TUGAS YANG DIKERJAKAN.
(a) Mohon ubah paragraf teks sumber yang diawali "Banyak guru yang kurang" menjadi daftar poin singkat tanpa menghilangkan fakta utamanya.
(b) Lanjutkan teks sumber tentang pengembangan kompetensi guru dan penelitian tindakan kelas, mulai setelah kalimat terakhirnya.

Program pengembangan
kompetensi guru harus memuat tiga istilah utama yaitu, continuing, professional, dan development.
Disebut continuing
(berkelanjutan) karena belajar tidak pernah berhenti tanpa memperhatikan usia
maupun senioritas. Disebut professional
karena program pengembangan di fokuskan pada kompetensi professional sebuah
peran professional. Disebut development
(pengembangan) karena tujuannya untuk memperkuat kemajuan karir seseorang jauh
lebih luas dari sekedar pendidikan dan pelatihan formal sederhana.
II.
Penelitian
Tindakan Kelas ( PTK )
Banyak guru yang kurang
mampu membedakan masalah manajemen kelas, sehingga pemecahannya pun menjadi
kurang tepat. Masalah manajemen kelas harus ditanggulangi dengan tindakan
manajemen kelas, sedangkan masalah pengajaran harus ditanggulangi dengan cara
pembelajaran. Walaupun istilah mengajar (teaching)
dan pengajaran (instruction) sering
digunakan dalam arti yang sama, adalah sangat berguna apabila memandang
mengajar sebagai suatu yang memilki dua dimensi yang saling berhubungan, yaitu
pengajaran dan manajemen. Mengajar dengan manajemen dapat dibedakan, tetapi
dalam pelaksanaan pembelajaran keduanya sulit dipisahkan.
Manajemen kelas
bermaksud menegakkan dan memelihara perilaku siswa menuju pembelajaran yang
efektif dan efisien, memudahkan pencapaian tujuan pengelolaan. Pengajaran dan
manajemen bertujuan menyiapkan atau memprosesperilaku, yaitu memproses atau
menyiapkan perilaku-perilaku guru dan/atau siswa yang diharapkan memberikan
kemudahan kepada pencapaian tujuan tertentu (Weber, 1993: 1).

BARIS DATA.
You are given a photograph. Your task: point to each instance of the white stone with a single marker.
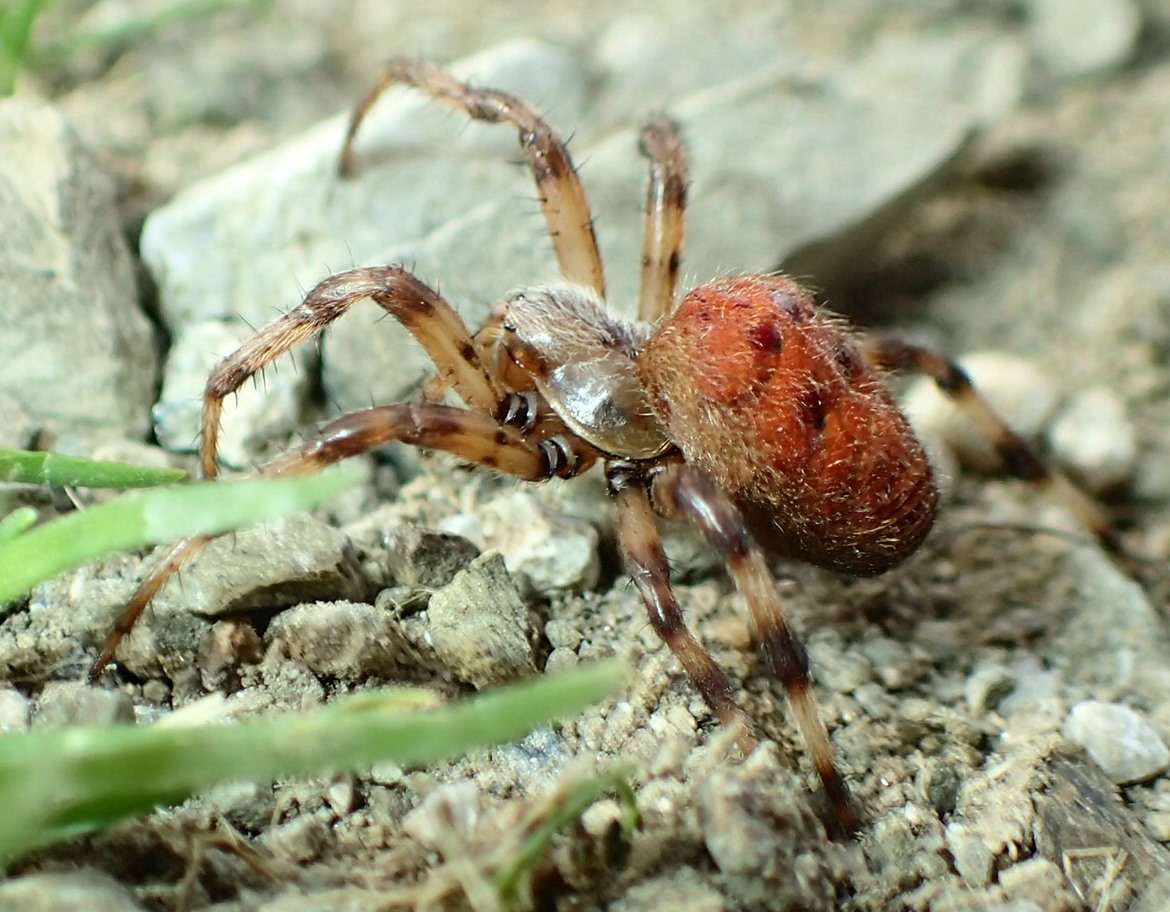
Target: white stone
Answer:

HASIL BERURUTAN.
(a)
- Banyak guru kurang mampu membedakan masalah manajemen kelas, sehingga pemecahannya kurang tepat.
- Masalah manajemen kelas ditanggulangi dengan tindakan manajemen kelas, sedangkan masalah pengajaran ditanggulangi dengan cara pembelajaran.
- Istilah mengajar (teaching) dan pengajaran (instruction) sering dipakai dalam arti yang sama.
- Mengajar berguna dipandang sebagai dua dimensi yang saling berhubungan, yaitu pengajaran dan manajemen.
- Keduanya dapat dibedakan, tetapi sulit dipisahkan dalam pelaksanaan pembelajaran.

(b)
Untuk melaksanakan
Penelitian Tindakan Kelas ( PTK ), dibutuhkan perencanaan (planning) yang matang setelah tahu adanya masalah dalam
pembelajaran. Perencanaan itu harus diwujudkan dengan adanya tindakan (acting) dari guru berupa solusi dari
tindakan sebelumnya. Lalu kemudian diadakan pengamatan (observing) yang teliti tentang proses pelaksanaannya. Setelah
diamati, barulah guru dapat melakukan refleksi (reflecting) dan dapat menyimpulkan apa yang telah terjadi dalam
kelasnya.
Di kelaslah segala
aspek pembelajaran bertemu dan berproses. Guru dengan segala kemampuannya,
siswa dengan segala latar belakang dan potensinya, kurikulum dengan segala
komponennya, metode dengan segala pendekatannya, media dengan segala
perangkatnya, materi dengan segala sumber belajarnya bertemu dan berinteraksi
di dalam kelas.
Lebih lanjut hasil
pembelajaran ditentukan pula oleh apa yang terjadi di kelas. Oleh karena itu,
selakyanyalah kelas dikelola secara baik, professional, terus menerus, dan
berkelanjutan. Ketidaktepatan memecahkan masalah seperti itu sudah barang tentu
merugikan atau menghambat tercapainya tujuan pembelajaran. Sebaliknya dengan
dipahaminya prinsip-prinsip manajemen kelas hambatan pencapaian tujuan
pembelajaran dapat dihindari.
Tahapan – tahapan
perencanaan PTK terdiri atas :
1)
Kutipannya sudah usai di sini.